• **原文の抜粋**:
━━━━━━━━━━━━━━━━━━━━

踊るミシン

hogodou2008-01-19

寒い。ほんとうに寒い。
この幾日か、寝る前に本を読もうと布団から手を出したら、あまりにも手が冷たくなるので断念。本も読まないで眠る。もちろん血行が悪いのが一番いけないんだろうけど。
今週の頭に、『砂の影』の試写に来てくれたカメラマンの鈴木一博さんに会い、安藤尋監督のことをちょっと話したので、久しぶりに会おうと思って電話。留守電だったので、別の人と喫茶店で打ち合わせをしていると、そこへひょっこり安藤監督が現れる。あれあれ。彼もまたこの喫茶店で打ち合わせだと言う。思いがけず、お互いの打ち合わせ後に会うことにする。四方山話。悲しい話。相も変わらず伊藤重夫さんのマンガの話。エドワード・ヤンの『クーリンチェ少年街殺人事件』などの話。ロバート・ワイアットの話。不穏な企画の話などなど。そこへ、山口にいる大友良英さんから携帯に電話がある。なぜか、大友さんといる時に、どちらかの携帯に安藤監督から電話がかかり、安藤監督といる時に大友さんから電話がかかる、というシーンによく出くわす。安藤監督の作品のサウンドトラックのほとんどを大友さんが手がけている。なんだか、偶然にしても、できすぎてるな、と思う。

━━━━━━━━━━━━━━━━━━━━

• **項目の抜粋**:
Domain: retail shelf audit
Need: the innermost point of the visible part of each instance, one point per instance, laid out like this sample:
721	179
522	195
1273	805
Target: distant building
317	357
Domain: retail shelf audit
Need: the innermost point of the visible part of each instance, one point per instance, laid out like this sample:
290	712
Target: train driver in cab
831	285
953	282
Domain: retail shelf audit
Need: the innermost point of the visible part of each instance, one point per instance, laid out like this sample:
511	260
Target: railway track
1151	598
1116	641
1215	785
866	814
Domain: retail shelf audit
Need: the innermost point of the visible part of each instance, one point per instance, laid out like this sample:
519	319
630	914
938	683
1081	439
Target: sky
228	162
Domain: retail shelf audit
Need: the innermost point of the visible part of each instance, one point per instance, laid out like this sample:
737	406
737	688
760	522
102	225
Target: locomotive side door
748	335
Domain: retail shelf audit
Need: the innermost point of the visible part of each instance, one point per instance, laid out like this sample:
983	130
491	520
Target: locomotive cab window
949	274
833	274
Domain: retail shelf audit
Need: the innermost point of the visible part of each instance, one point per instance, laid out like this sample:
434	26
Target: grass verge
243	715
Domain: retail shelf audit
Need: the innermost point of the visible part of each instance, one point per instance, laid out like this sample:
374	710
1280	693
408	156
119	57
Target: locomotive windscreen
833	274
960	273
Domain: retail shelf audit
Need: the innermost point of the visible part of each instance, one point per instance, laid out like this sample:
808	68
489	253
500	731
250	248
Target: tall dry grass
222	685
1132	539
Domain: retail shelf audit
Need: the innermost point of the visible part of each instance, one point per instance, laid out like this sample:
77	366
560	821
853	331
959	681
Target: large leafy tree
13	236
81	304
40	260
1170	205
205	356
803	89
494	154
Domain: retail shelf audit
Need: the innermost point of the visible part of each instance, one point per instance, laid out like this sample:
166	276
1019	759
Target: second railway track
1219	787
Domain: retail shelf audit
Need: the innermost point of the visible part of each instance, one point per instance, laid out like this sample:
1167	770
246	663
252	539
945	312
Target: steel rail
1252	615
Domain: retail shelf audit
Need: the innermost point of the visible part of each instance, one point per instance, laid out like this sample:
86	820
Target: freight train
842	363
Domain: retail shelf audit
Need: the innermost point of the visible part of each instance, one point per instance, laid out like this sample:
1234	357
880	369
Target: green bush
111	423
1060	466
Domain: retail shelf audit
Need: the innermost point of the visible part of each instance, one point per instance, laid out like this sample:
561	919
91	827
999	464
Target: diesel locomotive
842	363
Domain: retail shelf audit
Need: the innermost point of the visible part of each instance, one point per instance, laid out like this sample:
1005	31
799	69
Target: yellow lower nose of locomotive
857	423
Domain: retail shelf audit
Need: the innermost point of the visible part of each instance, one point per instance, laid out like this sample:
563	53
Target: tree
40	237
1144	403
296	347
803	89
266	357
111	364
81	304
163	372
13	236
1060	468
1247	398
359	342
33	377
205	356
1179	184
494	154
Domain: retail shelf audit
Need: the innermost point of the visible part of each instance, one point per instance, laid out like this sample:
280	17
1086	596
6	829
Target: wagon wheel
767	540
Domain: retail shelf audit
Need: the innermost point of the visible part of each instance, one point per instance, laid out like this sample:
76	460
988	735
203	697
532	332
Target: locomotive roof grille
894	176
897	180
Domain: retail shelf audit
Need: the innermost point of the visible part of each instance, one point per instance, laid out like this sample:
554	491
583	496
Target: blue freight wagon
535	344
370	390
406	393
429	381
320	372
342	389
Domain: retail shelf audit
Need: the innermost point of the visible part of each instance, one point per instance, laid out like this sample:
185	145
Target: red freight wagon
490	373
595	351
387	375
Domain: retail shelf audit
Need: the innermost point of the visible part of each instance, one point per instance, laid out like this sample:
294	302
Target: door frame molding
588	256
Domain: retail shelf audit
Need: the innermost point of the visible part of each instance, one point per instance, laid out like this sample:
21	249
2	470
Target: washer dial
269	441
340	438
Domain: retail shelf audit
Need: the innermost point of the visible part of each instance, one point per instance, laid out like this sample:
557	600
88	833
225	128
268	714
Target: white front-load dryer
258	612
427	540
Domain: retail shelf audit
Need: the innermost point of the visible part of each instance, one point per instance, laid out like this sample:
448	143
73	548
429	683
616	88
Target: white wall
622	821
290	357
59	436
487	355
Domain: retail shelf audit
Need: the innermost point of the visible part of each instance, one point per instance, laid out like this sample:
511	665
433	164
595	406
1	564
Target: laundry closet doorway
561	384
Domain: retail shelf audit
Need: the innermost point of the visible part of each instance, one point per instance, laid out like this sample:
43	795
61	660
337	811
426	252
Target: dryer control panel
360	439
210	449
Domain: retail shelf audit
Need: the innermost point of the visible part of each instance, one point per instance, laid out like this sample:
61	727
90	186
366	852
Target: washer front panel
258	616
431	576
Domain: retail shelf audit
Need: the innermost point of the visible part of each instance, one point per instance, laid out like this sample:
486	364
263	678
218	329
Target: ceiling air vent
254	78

━━━━━━━━━━━━━━━━━━━━

• **取り組む課題**: 原文の抜粋の文章を、一字一句変えずに全文もう一度書き出す。 項目はこの作業とは関係しない。

• **回答**:
踊るミシン

hogodou2008-01-19

寒い。ほんとうに寒い。
この幾日か、寝る前に本を読もうと布団から手を出したら、あまりにも手が冷たくなるので断念。本も読まないで眠る。もちろん血行が悪いのが一番いけないんだろうけど。
今週の頭に、『砂の影』の試写に来てくれたカメラマンの鈴木一博さんに会い、安藤尋監督のことをちょっと話したので、久しぶりに会おうと思って電話。留守電だったので、別の人と喫茶店で打ち合わせをしていると、そこへひょっこり安藤監督が現れる。あれあれ。彼もまたこの喫茶店で打ち合わせだと言う。思いがけず、お互いの打ち合わせ後に会うことにする。四方山話。悲しい話。相も変わらず伊藤重夫さんのマンガの話。エドワード・ヤンの『クーリンチェ少年街殺人事件』などの話。ロバート・ワイアットの話。不穏な企画の話などなど。そこへ、山口にいる大友良英さんから携帯に電話がある。なぜか、大友さんといる時に、どちらかの携帯に安藤監督から電話がかかり、安藤監督といる時に大友さんから電話がかかる、というシーンによく出くわす。安藤監督の作品のサウンドトラックのほとんどを大友さんが手がけている。なんだか、偶然にしても、できすぎてるな、と思う。